What you need to do >>
• a. In the profile of Scott Hardy, what position does he hold on the Cuyahoga River Area of Concern Advisory Committee?
• b. Transcribe the profile of Scott Hardy, everything from "Scott Hardy, PhD, is" down to "the surrounding watershed.".

Scott Hardy, PhD, is an Extension Educator with the Ohio Sea Grant College Program based in Cleveland, Ohio. He conducts applied research and develops education and outreach programs on collaborative watershed management, coastal storm resiliency, community-based response to ecological change, and other issues facing Lake Erie and the Great Lakes region. The results of his work help to inform decision-making among practitioners and policymakers, as well as educate local and regional stakeholders about issues impacting Lake Erie, its tributaries, and the surrounding watershed.
Dr. Hardy also participates in community-based environmental efforts and service to scientific advisory boards. Most prominently, he serves as Chairman of Education & Outreach for the Cuyahoga River Area of Concern Advisory Committee and has contributed to regional collaborative efforts addressing plastic marine debris, climate action planning, water technology innovation, safe oil transportation and social equity.
Dr. Hardy also has extensive classroom experience teaching undergraduate and graduate students, as well as with creating educational programs for nontraditional learners and the public. In each case, he strives to engage students in real-world problem solving and create avenues for pursuing personal interests. This semester, he is teaching a seminar at Case Western Reserve University that emphasizes critical thinking, written and oral communication, and engagement with ethical issues in relation to the environment.

Supplied records >>
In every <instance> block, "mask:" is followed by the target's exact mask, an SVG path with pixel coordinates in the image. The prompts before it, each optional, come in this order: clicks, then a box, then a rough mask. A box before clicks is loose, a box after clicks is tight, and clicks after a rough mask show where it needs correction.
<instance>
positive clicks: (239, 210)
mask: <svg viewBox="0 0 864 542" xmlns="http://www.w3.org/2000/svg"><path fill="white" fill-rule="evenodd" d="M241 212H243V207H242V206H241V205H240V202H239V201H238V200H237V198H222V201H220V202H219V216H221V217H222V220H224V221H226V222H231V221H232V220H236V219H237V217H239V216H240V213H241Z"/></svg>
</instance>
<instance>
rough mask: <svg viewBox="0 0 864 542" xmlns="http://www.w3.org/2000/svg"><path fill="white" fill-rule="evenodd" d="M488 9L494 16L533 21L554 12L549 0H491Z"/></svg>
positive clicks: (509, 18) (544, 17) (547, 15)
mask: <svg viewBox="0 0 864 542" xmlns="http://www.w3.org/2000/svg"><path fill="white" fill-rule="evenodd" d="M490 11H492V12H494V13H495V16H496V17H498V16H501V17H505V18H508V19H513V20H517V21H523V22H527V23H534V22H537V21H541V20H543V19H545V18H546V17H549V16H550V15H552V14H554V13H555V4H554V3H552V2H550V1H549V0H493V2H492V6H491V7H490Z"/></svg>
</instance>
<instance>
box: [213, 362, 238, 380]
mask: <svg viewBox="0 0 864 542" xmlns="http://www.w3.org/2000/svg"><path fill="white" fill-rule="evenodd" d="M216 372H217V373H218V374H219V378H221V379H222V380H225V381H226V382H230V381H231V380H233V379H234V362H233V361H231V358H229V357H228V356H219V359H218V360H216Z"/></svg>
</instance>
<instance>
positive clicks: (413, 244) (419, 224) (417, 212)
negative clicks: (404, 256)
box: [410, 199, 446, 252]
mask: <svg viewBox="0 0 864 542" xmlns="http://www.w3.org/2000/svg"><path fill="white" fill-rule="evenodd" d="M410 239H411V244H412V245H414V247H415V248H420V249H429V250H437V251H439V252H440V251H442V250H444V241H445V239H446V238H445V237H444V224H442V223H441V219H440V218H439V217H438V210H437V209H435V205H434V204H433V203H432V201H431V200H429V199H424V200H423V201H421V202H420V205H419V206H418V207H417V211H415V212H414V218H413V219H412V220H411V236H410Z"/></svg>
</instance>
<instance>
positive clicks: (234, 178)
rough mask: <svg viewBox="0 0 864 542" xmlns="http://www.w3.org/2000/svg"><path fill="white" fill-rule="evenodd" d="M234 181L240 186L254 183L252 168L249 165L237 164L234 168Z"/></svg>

Task answers >>
• a. Chairman of Education & Outreach

• b.
Scott Hardy, PhD, is an Extension Educator with the Ohio Sea Grant College Program based in Cleveland, Ohio. He conducts applied research and develops education and outreach programs on collaborative watershed management, coastal storm resiliency, community-based response to ecological change, and other issues facing Lake Erie and the Great Lakes region. The results of his work help to inform decision-making among practitioners and policymakers, as well as educate local and regional stakeholders about issues impacting Lake Erie, its tributaries, and the surrounding watershed.